Okunacak metin:
Bu arada “AKP ile ilişkileri normalleştirme politikası” uygulayan CHP Genel Başkanı Özgür Özel de önce hapisteki Selahattin Demirtaş’ı ziyaret edeceğini ve sonrasında Diyarbakır’dan Van’a altı ilde program düzenlediğini açıkladı. Bunlar projenin unsurlarının sadece Cumhur İttifakı, DEM, Öcalan, PKK’dan ibaret olmadığının işareti.

Özgür Özel’in daha Diyarbakır’a gitmeden “Kürtler ‘ben eşit hissetmiyorum’ diyorsa onlar hissedene kadar hep birlikte mücadele edeceğiz” mesajı vermesi de bu defa projenin paydaşlarından birinin CHP olacağını gösteriyor.

Verilen görev 1: “green” kelimesini barındıran satırların hepsini belirleyip kopyalayın; büyük ve küçük harf ayrımı önemlidir.
Metin ile satırlar arasında hiçbir bağlantı yoktur.

[Veri satırları]
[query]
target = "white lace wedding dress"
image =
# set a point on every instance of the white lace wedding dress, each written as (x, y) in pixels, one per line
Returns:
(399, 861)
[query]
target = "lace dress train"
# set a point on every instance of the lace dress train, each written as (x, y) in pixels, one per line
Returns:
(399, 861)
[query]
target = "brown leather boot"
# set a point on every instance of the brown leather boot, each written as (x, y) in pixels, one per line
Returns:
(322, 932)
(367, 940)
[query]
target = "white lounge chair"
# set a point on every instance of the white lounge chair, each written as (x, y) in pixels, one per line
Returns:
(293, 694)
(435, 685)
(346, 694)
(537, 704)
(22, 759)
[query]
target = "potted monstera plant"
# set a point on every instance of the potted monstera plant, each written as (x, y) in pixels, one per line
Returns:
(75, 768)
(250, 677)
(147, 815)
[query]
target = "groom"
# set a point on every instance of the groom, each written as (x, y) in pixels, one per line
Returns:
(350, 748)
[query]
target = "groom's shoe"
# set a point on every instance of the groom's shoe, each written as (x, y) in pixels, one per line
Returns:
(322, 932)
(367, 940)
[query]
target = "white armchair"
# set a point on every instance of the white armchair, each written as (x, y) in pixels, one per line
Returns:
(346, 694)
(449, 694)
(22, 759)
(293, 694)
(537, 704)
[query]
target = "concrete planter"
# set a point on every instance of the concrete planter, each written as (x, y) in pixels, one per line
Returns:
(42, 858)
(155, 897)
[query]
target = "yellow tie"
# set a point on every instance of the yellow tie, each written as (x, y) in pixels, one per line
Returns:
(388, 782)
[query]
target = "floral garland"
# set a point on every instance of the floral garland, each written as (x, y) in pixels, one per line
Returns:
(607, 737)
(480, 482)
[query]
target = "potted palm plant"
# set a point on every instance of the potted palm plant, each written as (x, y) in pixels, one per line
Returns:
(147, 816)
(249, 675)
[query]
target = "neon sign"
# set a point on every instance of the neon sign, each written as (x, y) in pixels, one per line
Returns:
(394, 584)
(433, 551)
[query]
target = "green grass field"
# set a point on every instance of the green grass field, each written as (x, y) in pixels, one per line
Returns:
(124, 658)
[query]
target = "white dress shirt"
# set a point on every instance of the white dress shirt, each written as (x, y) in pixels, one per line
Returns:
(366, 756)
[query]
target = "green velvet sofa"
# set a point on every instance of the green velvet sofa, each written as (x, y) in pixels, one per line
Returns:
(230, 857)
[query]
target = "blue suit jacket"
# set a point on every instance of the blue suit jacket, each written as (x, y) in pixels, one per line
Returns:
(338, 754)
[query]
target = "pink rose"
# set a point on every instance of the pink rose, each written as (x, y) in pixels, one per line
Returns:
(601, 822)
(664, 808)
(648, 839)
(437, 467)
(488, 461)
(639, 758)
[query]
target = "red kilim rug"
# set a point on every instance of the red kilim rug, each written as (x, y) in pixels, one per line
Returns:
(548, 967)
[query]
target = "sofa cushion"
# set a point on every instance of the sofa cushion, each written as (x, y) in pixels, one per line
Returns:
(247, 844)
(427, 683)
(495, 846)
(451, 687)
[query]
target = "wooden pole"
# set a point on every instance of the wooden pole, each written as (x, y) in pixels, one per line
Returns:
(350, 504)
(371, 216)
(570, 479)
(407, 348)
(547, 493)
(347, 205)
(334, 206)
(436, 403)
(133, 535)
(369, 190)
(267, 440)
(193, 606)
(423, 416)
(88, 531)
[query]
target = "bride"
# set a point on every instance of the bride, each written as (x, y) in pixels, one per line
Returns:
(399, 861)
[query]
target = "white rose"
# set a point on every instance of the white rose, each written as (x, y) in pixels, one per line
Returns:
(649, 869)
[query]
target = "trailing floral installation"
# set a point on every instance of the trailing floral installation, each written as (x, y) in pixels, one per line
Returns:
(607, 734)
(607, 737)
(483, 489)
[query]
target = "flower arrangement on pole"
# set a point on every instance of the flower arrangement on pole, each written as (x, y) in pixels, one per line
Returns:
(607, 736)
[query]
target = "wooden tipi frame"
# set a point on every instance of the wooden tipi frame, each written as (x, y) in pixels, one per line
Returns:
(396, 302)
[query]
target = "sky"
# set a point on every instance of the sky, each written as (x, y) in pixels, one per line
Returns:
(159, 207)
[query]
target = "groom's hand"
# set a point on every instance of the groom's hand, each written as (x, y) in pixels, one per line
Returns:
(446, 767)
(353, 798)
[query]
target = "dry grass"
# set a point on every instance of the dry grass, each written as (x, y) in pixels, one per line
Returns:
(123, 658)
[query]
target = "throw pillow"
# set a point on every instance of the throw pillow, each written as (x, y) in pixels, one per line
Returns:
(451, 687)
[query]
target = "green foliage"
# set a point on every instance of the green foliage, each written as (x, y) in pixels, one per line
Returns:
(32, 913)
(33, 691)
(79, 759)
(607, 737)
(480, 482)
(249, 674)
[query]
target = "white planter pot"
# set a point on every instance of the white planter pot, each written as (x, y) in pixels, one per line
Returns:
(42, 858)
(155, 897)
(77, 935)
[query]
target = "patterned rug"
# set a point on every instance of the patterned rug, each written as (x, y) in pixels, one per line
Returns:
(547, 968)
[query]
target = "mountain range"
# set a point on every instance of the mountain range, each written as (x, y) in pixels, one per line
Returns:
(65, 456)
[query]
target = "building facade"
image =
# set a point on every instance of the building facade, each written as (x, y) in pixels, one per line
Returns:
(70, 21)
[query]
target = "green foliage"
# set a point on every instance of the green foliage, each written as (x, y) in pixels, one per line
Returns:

Verilen görev 2: Okunacak metni baştan sona, hiçbir değişiklik yapmadan yeniden yazın.

Doğru çıktı 1:
target = "green grass field"
# set a point on every instance of the green grass field, each written as (x, y) in pixels, one per line
target = "green velvet sofa"
# set a point on every instance of the green velvet sofa, each written as (x, y) in pixels, one per line
target = "green foliage"
# set a point on every instance of the green foliage, each written as (x, y) in pixels, one per line
target = "green foliage"
# set a point on every instance of the green foliage, each written as (x, y) in pixels, one per line

Doğru çıktı 2:
Bu arada “AKP ile ilişkileri normalleştirme politikası” uygulayan CHP Genel Başkanı Özgür Özel de önce hapisteki Selahattin Demirtaş’ı ziyaret edeceğini ve sonrasında Diyarbakır’dan Van’a altı ilde program düzenlediğini açıkladı. Bunlar projenin unsurlarının sadece Cumhur İttifakı, DEM, Öcalan, PKK’dan ibaret olmadığının işareti.

Özgür Özel’in daha Diyarbakır’a gitmeden “Kürtler ‘ben eşit hissetmiyorum’ diyorsa onlar hissedene kadar hep birlikte mücadele edeceğiz” mesajı vermesi de bu defa projenin paydaşlarından birinin CHP olacağını gösteriyor.